---- Selected excerpt

Joan Conway: new family connections expand her writing boundaries
by Sheila Peters

Joan Conway is a youth worker in an alternate school in Terrace where’s she’s spent the last seven of the twenty years she’s lived in the northwest. She’s also been writing poetry for many of those years. To expand her boundaries as a writer, she decided to set herself a challenge — to write a series of connected poems.

"I wasn’t sure how they’d be connected or even what they’d be about," she says. "It was a way of developing my craft."

About the same time her sister found a cousin’s family website and discovered a large extended Conway family they knew little about. Joan’s father was in his seventies when he married her much younger mother.

"He died when I was seven and my mother died before I asked any questions," she explained. "We weren’t really looking for my father’s family, but it was uncanny how everything fell into place." A series of coincidences enabled her and her sister to travel to their father’s birthplace in Pont Neuf County, north of Quebec City. This was the place their great great grandfather, Edmund Conway, one of the original pioneers, settled when he came from Ireland in 1825.

Coming home from that extraordinary experience, Joan began to piece together fragments from her extensive journal. When I heard her read some of those poems at last summer’s Bulkley Valley Music Festival’s

spoken word stage, her clarity and integrity as a writer, as well as a human being, shone through.

Ste. Gabriel de Valcartier

There are people who tend
flower gardens, unruly children.
Herman Murphy tends the cemetery
mows and clips the sprawling hillside
tanned and lean, his seventy odd years
unbending in the twinkling blue of eyes.

He tends to our ancestors
riding his lawn mower up and down
gravestones from another century
are lost, shoveled and moved
leaning against the rockery.

He trims the edges, cleans away
the dying back, shriveled flowers
these Irish settlers of the 1800s
a compact display amongst
the spreading French site.
"Soon us English will all be here."
He grins.

This is my first meeting with my father’s people
The Conways open before me
a history book I walk gently,
touch smooth granite surface
outline engravings, sketch pictures.
Each name a whispered breath
each voice ripples
the air, a soft crescendo
in this sleeping hillside
where I press my back against the slate
of my great grandfather, collect
the threads written
on these well tended pages
and listen.


The soft purr of Herman’s lawn mower
smell of newly-cut grass an anchor for searchers
he tends to the graveyard
as a gatekeeper,
protector of this deep
unsuspected opening.

"The whole family opened up for us. People came from the Maritimes and southern Ontario to meet us. It was like having been adopted and coming upon my birth family. Our cousins, who are mostly elderly, brought out photographs of our father, who we’d never seen as a young man. Photographs of us as children we didn’t know our mother had sent them."

--------
---- Data extracts

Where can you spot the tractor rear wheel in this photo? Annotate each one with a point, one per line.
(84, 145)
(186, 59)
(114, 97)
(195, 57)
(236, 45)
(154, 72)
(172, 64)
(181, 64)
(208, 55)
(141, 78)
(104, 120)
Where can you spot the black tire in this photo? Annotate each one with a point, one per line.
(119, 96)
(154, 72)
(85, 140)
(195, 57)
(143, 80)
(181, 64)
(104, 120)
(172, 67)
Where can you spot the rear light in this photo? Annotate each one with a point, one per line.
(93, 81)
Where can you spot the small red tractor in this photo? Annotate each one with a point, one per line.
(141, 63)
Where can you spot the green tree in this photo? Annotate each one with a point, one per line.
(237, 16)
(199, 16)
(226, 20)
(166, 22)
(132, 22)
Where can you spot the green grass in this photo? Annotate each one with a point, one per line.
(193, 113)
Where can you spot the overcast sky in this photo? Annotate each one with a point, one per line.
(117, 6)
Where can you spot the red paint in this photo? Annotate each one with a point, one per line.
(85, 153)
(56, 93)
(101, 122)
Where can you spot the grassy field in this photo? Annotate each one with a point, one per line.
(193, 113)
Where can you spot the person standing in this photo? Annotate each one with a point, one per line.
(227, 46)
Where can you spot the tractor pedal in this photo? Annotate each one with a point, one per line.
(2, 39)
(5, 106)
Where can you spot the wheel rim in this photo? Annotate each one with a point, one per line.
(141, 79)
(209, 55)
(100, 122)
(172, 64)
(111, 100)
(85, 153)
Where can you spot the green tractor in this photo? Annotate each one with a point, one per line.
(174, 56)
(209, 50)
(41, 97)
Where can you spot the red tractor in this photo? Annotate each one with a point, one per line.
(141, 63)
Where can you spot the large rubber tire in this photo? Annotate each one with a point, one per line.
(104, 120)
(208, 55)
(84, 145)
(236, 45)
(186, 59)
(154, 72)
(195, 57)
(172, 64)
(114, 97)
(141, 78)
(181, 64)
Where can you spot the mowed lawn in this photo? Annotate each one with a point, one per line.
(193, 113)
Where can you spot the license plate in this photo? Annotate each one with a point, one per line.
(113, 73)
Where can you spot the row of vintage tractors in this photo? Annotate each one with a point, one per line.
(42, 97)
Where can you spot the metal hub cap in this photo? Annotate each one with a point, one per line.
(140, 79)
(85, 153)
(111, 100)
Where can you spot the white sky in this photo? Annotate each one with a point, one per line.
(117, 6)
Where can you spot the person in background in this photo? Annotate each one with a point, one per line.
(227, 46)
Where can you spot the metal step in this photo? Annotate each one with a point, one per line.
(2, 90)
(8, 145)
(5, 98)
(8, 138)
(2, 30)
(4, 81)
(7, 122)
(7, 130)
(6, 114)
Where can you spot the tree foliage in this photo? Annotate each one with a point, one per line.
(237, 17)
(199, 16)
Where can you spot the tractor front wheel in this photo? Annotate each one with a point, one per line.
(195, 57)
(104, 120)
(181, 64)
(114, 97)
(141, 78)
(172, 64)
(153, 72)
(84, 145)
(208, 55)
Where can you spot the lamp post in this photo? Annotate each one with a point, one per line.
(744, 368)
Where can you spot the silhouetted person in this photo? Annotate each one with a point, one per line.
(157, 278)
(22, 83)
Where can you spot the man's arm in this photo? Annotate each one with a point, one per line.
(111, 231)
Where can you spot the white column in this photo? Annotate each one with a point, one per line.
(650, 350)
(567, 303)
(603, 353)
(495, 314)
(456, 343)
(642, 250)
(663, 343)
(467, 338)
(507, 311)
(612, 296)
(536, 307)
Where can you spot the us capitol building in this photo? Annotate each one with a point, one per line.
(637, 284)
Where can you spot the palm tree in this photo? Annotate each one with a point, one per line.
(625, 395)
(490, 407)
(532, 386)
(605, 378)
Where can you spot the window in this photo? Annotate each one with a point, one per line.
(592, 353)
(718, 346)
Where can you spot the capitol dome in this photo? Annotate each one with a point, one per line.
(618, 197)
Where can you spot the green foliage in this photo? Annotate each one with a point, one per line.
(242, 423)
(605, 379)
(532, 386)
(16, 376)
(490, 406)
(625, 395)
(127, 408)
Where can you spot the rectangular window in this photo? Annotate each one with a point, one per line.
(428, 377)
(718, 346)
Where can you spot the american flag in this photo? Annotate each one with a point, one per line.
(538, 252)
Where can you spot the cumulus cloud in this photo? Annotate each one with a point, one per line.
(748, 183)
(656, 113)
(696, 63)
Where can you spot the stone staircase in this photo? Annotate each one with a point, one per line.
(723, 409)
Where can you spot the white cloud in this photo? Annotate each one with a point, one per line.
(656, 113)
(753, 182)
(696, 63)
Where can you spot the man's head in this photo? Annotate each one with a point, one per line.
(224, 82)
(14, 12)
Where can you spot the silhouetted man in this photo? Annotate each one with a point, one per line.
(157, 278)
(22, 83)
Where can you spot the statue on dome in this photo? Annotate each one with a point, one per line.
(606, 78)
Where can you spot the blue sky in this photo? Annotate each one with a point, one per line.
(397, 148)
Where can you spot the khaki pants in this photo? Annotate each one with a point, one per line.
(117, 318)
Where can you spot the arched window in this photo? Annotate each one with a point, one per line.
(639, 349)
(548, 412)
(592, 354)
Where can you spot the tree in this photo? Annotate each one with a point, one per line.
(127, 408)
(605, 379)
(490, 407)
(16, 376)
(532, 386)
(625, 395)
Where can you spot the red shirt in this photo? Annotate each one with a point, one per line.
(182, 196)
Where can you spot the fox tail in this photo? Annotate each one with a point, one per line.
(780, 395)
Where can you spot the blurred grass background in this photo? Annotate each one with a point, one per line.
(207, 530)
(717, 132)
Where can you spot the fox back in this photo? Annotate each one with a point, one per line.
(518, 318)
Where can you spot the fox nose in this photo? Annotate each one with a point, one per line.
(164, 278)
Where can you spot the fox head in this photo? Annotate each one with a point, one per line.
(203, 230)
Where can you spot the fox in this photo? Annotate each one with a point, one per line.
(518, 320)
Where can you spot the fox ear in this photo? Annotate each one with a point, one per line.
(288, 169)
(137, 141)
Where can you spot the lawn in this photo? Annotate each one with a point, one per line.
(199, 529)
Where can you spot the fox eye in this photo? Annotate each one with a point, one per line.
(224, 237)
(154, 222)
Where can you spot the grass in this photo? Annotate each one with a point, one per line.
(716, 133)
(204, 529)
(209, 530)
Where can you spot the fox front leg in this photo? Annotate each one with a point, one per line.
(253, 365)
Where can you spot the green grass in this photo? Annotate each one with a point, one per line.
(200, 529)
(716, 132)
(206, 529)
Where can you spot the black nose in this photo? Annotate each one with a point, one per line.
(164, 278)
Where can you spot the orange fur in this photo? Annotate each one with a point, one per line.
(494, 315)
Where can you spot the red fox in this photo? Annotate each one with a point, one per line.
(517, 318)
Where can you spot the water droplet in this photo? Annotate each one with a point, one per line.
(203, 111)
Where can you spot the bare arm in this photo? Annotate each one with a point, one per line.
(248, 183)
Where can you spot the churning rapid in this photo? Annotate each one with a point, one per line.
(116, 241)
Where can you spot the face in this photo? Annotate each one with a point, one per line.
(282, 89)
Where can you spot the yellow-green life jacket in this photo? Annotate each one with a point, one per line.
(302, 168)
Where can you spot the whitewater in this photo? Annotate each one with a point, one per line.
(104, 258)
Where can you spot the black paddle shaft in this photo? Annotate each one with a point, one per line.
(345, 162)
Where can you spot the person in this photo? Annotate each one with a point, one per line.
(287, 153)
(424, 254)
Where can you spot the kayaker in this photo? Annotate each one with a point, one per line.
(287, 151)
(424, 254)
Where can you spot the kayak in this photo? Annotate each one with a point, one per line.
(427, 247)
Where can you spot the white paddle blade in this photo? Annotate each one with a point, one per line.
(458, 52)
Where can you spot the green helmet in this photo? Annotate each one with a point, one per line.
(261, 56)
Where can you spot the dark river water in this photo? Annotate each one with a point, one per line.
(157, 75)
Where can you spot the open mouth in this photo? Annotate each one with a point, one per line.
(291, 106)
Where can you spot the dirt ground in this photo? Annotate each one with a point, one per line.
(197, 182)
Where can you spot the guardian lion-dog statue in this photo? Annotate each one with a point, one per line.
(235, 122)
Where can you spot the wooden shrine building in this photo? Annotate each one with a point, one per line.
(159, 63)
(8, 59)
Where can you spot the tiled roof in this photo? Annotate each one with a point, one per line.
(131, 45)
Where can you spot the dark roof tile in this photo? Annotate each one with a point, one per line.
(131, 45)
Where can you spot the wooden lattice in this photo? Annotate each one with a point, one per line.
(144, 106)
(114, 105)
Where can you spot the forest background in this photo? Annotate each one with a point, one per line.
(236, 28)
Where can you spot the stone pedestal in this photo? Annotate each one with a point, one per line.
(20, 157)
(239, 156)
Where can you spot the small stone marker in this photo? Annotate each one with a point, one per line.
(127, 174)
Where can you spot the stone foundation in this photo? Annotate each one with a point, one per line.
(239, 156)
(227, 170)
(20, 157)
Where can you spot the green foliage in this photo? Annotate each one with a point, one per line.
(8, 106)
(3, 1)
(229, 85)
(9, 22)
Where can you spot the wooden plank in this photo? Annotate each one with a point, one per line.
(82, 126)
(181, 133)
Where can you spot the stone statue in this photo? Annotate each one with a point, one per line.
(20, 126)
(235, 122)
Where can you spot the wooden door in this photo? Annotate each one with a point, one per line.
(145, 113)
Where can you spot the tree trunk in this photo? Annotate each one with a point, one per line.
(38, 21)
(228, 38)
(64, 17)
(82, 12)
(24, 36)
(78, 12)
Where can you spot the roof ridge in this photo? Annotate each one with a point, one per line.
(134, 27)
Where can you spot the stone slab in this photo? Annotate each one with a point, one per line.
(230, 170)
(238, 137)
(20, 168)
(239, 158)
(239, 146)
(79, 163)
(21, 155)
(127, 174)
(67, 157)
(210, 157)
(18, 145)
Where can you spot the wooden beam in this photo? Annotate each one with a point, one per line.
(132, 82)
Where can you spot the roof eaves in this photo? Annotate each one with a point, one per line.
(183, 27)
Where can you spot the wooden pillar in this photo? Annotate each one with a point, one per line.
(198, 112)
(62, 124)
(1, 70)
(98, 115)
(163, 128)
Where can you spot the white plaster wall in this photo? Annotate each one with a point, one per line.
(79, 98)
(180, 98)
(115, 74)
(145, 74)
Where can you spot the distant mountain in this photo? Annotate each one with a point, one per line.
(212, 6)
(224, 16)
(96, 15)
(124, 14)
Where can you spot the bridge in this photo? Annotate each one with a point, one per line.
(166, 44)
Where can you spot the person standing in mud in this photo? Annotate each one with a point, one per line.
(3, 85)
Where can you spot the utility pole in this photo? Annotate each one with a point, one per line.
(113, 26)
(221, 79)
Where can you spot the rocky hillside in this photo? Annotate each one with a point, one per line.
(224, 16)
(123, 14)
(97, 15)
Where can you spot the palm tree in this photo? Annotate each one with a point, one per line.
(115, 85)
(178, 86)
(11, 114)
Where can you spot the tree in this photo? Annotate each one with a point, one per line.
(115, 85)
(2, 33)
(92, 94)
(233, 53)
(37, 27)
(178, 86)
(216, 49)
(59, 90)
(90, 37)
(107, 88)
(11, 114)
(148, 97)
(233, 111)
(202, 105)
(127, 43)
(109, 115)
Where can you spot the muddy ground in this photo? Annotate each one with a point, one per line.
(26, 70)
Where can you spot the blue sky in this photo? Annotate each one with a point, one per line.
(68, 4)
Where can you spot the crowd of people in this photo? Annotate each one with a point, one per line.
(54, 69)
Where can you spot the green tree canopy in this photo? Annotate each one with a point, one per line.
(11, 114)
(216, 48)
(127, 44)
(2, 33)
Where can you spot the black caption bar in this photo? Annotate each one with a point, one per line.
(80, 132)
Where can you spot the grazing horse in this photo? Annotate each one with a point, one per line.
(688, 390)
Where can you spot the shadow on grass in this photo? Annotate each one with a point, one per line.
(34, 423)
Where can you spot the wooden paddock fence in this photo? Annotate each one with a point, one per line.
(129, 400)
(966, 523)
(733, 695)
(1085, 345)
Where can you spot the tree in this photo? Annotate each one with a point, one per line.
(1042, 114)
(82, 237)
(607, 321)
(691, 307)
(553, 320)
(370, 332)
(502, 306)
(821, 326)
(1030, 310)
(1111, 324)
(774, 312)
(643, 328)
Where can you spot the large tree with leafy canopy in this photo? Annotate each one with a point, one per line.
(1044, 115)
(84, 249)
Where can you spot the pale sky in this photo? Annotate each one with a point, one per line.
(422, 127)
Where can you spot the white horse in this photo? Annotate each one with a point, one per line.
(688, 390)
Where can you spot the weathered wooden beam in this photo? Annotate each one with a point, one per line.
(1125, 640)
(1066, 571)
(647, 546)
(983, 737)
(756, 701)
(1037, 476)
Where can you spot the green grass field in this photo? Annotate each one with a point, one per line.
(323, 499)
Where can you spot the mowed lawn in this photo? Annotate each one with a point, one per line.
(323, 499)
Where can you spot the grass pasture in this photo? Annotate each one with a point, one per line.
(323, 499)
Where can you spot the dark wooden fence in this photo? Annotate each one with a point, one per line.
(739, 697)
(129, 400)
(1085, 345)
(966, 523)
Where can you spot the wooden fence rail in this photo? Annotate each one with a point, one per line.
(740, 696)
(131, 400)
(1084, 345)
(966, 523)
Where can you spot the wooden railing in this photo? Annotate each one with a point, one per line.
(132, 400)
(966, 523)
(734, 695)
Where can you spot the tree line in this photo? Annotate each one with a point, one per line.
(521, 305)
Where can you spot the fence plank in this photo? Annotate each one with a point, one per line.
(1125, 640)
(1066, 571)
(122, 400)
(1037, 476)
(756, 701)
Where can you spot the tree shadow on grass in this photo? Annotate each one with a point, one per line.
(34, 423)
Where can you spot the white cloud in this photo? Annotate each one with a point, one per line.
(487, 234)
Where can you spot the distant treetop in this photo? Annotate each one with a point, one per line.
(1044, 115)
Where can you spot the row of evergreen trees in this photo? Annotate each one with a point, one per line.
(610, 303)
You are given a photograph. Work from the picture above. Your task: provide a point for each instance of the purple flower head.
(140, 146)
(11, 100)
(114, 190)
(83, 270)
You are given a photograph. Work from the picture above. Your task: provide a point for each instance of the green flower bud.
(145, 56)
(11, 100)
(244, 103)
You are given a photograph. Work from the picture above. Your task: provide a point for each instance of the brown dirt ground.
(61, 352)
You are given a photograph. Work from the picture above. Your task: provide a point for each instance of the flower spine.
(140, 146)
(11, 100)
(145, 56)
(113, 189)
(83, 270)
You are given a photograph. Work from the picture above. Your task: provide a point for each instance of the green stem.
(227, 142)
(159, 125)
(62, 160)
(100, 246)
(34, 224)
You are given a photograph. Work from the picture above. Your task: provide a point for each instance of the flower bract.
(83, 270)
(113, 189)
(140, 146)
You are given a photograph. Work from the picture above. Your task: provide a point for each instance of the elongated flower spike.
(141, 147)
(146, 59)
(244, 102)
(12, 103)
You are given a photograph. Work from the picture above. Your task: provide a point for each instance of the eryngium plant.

--------

### Exercise A
Rewrite the Joan Conway profile from "spoken word stage, her" up to and including "blue of eyes.", putting "graveyard" in place of "cemetery".
### Exercise B
Carry the Joan Conway profile forward from where it stops.

### Answer section A
spoken word stage, her clarity and integrity as a writer, as well as a human being, shone through.

Ste. Gabriel de Valcartier

There are people who tend
flower gardens, unruly children.
Herman Murphy tends the graveyard
mows and clips the sprawling hillside
tanned and lean, his seventy odd years
unbending in the twinkling blue of eyes.

### Answer section B
It was the photographs that gave Joan a way to move through her journals into poetry. "Working with the photographs became a kind of collaboration."

Finding you
like a deep azure pool
I drink in
these pockets of story
trickle together
spilling into another century.

We visit your mother’s farmhouse
are served tea
out of delicate china cups
this cordial art in your time
the door was always open
so scandalous
to not have slices of cake waiting.

The owner has lived here for seventy years
can still remember my grandmother
dressed all in black
giving her porcelain figurines
from a Salada tea box.

Alone in her garden
where my roots once spread
I gather damp soil between
the rows of beets and potatoes
fill a plastic bread bag
to sprinkle in my own plot.

Further down the dirt road
we pick our way through bushes
your smaller farm stood here
where you cared for your mother
only a depression in the brush
marks this passage.
Yet you left behind photographs
the frames an open window allowing
me to slip inside.

This detail of hillside embellished
with flaming maples
seen through your eyes
where I too might have grown
might have opened
my mouth to the summer rains
in a hay field
a spade in hand
where you opened the earth
and then let her go.

Framed between edges

Irish
Catholic
English

That was the way it was.

Bound within the edge
of your frame.

This picture
a lost moment
easily discarded
as you turn your back
to the camera
but for a glint
protruding out of pocket
sunlight catches a metal flask
medicine we were forbidden to touch.

My cousin whispers
"Some winters he would stay at our house
to get well
my mother was like a sister
but he was a good man."

What lies confined in amber liquid
(I feel I am betraying you)
Did it dissolve your land
transform our cracked walls
distort bean plants spindly
in the earth?
How you planted every inch
of our tiny yard
This declaration to a new beginning
from which you ran out of time.

Joan is continuing to work on the poems and hopes to bring them to completion in a collection. Until then, you can hear some of her other work on Pete Paul’s Spirit of the Raven video released last fall.

(Sheila Peters, who lives outside Smithers, teaches English at Northwest Community College. Her most recent book, Tending the Remnant Damage, was published by BeachHolme last summer.)